PROBLEM DESCRIPTION:
In the material below, take everything from the line containing "Question. Indicate the headlight" down to the line containing "x=224 y=221", and write those lines out again with "headlight" replaced by "headlamp", changing nothing else.

DATA SUPPLIED:
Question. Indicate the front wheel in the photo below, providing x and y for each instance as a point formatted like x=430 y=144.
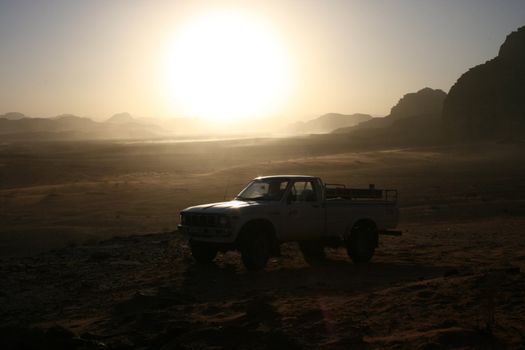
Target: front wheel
x=362 y=242
x=255 y=250
x=203 y=252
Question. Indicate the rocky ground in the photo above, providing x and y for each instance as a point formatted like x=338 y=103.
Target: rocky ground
x=438 y=286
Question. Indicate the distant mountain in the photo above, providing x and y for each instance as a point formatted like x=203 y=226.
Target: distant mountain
x=17 y=127
x=12 y=116
x=488 y=101
x=328 y=122
x=121 y=118
x=70 y=127
x=427 y=103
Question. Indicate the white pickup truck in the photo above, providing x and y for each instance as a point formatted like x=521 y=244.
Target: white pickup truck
x=274 y=209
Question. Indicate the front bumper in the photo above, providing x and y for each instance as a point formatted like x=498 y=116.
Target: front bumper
x=207 y=234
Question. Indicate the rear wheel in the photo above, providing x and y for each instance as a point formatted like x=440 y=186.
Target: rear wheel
x=255 y=250
x=362 y=242
x=203 y=252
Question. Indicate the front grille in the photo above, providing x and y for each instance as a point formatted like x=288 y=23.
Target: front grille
x=200 y=220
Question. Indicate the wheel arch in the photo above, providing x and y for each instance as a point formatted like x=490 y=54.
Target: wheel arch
x=364 y=222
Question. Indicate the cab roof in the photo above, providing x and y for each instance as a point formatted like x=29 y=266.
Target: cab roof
x=287 y=177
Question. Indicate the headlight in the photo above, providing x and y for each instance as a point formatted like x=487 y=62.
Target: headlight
x=224 y=221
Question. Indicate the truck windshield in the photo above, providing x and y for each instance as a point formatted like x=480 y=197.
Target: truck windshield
x=264 y=190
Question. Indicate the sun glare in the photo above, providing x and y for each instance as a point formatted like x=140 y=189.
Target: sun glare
x=225 y=67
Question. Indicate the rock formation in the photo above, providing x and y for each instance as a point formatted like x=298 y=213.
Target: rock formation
x=488 y=101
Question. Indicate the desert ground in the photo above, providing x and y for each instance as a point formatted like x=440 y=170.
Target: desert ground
x=90 y=256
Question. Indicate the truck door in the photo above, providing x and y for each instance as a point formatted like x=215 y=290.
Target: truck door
x=304 y=216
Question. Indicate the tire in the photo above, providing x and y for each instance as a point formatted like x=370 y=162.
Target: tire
x=255 y=250
x=313 y=251
x=203 y=252
x=362 y=243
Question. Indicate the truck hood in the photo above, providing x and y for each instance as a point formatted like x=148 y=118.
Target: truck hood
x=220 y=207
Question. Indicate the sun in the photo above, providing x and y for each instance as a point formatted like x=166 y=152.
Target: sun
x=226 y=67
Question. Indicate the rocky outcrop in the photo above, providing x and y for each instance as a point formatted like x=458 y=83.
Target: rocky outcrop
x=488 y=101
x=329 y=122
x=418 y=107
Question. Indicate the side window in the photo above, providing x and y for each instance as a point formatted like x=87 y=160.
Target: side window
x=302 y=191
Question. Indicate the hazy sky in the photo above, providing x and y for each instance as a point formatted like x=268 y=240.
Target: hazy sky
x=96 y=58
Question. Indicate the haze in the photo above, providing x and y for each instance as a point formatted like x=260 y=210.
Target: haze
x=98 y=58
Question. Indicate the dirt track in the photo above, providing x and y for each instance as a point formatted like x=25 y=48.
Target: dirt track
x=462 y=290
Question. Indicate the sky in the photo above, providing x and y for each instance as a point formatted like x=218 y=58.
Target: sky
x=305 y=58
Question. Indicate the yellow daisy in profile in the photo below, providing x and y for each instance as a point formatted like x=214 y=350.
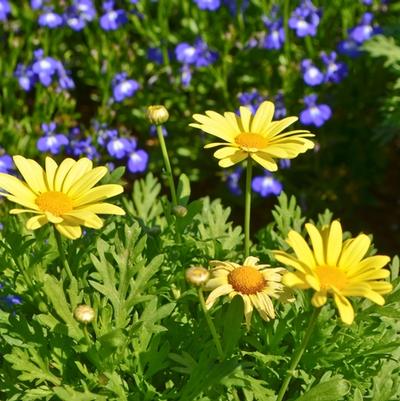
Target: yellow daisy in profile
x=334 y=267
x=255 y=136
x=254 y=283
x=64 y=195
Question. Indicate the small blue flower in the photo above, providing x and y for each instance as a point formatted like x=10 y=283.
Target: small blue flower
x=266 y=185
x=137 y=161
x=335 y=70
x=211 y=5
x=50 y=19
x=120 y=147
x=311 y=74
x=112 y=19
x=305 y=19
x=5 y=9
x=315 y=114
x=6 y=164
x=51 y=141
x=232 y=181
x=123 y=87
x=365 y=30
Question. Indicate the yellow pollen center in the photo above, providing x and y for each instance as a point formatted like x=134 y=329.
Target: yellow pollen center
x=54 y=202
x=331 y=277
x=246 y=280
x=249 y=140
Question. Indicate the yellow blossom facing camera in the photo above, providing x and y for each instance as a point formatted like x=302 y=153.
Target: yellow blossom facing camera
x=64 y=194
x=256 y=284
x=255 y=136
x=337 y=268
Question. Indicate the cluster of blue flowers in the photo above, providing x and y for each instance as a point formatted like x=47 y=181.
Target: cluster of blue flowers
x=44 y=70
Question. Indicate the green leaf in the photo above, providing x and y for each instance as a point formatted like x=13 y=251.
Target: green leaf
x=330 y=390
x=183 y=191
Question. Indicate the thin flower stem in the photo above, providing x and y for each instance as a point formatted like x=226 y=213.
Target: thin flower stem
x=211 y=326
x=247 y=208
x=167 y=165
x=62 y=254
x=299 y=353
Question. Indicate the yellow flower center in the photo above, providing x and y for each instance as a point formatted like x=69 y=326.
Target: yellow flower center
x=331 y=277
x=246 y=280
x=249 y=140
x=54 y=202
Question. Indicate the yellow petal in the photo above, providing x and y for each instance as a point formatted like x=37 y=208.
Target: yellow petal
x=36 y=222
x=263 y=117
x=78 y=170
x=62 y=171
x=103 y=208
x=71 y=232
x=354 y=251
x=346 y=311
x=317 y=243
x=98 y=194
x=33 y=174
x=334 y=246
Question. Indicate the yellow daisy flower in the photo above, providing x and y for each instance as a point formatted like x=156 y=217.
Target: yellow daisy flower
x=64 y=195
x=335 y=267
x=254 y=283
x=255 y=136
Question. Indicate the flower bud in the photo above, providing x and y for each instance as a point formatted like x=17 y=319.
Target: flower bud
x=84 y=314
x=197 y=275
x=157 y=114
x=179 y=211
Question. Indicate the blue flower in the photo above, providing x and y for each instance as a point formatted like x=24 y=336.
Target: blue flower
x=266 y=185
x=5 y=9
x=305 y=19
x=335 y=70
x=123 y=87
x=315 y=114
x=211 y=5
x=6 y=164
x=50 y=19
x=112 y=19
x=365 y=30
x=137 y=161
x=311 y=74
x=232 y=181
x=51 y=141
x=120 y=147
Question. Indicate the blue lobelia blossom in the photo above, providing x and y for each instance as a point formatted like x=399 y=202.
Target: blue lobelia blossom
x=26 y=77
x=315 y=114
x=5 y=9
x=79 y=14
x=123 y=87
x=211 y=5
x=275 y=37
x=305 y=19
x=112 y=19
x=137 y=161
x=365 y=30
x=51 y=141
x=121 y=147
x=266 y=185
x=50 y=19
x=6 y=164
x=311 y=74
x=335 y=70
x=232 y=181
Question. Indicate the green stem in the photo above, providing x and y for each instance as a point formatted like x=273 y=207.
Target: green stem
x=211 y=326
x=167 y=165
x=247 y=208
x=299 y=353
x=62 y=254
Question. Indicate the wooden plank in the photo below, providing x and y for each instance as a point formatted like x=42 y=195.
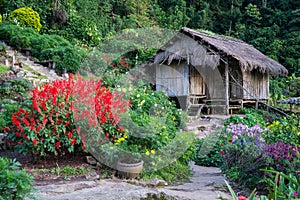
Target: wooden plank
x=227 y=88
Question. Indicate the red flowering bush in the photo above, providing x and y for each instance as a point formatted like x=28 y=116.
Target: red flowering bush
x=57 y=109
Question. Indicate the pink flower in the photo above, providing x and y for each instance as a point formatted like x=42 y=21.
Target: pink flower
x=242 y=198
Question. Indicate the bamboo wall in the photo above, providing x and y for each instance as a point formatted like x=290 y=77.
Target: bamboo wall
x=256 y=85
x=173 y=79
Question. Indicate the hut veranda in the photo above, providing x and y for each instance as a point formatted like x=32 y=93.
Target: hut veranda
x=212 y=73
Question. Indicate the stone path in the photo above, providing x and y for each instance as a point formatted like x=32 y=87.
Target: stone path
x=38 y=73
x=207 y=183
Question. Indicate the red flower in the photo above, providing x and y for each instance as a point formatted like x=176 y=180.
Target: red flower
x=34 y=142
x=222 y=152
x=6 y=129
x=73 y=141
x=15 y=120
x=70 y=135
x=57 y=145
x=67 y=123
x=18 y=134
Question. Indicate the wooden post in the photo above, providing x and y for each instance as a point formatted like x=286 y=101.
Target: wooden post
x=227 y=88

TASK SOLUTION:
Question. Indicate the headlamp in the photo above, providing x and y for each instance as a point formatted like x=487 y=62.
Target: headlamp
x=224 y=221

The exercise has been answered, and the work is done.